◆ **PROBLEM DESCRIPTION**: For each line of the data below that holds "door", copy the line.

START RAW DATA

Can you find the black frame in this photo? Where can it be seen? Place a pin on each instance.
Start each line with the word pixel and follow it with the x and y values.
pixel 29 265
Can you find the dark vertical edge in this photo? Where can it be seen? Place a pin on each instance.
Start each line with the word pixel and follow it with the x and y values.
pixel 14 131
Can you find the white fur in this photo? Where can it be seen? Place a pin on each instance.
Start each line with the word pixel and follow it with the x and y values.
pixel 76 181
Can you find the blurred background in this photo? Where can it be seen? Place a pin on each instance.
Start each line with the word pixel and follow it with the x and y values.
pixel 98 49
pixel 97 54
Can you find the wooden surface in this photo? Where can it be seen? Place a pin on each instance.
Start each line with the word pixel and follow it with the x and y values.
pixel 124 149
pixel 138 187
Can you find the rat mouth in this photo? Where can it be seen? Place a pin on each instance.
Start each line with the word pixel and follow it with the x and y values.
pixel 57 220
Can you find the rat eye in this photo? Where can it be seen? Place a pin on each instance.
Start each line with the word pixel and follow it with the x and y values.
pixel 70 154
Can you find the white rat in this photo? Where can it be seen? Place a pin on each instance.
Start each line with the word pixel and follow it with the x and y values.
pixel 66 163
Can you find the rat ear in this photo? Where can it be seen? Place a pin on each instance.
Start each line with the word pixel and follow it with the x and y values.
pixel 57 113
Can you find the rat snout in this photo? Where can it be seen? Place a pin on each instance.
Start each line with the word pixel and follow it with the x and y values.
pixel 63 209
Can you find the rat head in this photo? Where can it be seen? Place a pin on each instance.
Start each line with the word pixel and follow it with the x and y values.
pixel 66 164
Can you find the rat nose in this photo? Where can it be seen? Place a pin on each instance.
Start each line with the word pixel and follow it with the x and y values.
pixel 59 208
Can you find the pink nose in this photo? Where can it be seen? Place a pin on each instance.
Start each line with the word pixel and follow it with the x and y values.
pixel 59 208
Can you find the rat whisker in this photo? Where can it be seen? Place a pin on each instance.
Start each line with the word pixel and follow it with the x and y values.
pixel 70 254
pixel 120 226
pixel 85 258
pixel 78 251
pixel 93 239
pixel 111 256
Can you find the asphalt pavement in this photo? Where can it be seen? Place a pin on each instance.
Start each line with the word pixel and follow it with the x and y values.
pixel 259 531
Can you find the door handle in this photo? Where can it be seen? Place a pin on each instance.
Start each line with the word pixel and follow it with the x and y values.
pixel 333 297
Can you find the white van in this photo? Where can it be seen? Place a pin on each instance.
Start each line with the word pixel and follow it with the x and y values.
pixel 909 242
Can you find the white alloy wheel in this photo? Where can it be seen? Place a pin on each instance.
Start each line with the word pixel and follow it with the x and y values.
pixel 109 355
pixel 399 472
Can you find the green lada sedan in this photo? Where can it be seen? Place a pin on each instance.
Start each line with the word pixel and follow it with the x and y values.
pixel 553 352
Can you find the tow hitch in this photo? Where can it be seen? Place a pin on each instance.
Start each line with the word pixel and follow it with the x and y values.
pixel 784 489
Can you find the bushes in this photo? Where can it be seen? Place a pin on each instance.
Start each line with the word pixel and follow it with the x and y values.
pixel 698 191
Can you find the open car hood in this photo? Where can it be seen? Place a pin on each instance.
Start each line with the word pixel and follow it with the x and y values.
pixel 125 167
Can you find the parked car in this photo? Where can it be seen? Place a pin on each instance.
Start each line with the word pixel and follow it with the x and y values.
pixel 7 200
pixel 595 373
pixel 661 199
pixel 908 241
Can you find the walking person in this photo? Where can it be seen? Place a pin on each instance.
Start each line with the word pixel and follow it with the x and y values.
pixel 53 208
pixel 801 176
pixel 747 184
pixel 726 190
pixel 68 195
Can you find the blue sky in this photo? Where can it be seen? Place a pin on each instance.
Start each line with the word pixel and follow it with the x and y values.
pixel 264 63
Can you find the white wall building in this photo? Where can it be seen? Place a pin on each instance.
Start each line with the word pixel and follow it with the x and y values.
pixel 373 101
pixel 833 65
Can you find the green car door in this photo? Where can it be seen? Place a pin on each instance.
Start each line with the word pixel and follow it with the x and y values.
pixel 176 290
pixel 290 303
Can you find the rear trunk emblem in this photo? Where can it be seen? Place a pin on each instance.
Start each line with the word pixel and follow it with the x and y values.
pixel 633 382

END RAW DATA

◆ **TASK OUTPUT**:
Can you find the door handle in this photo? Where can it be seen? Place a pin on each instance.
Can you find the green car door in this photo? Where can it be seen? Place a pin on each instance.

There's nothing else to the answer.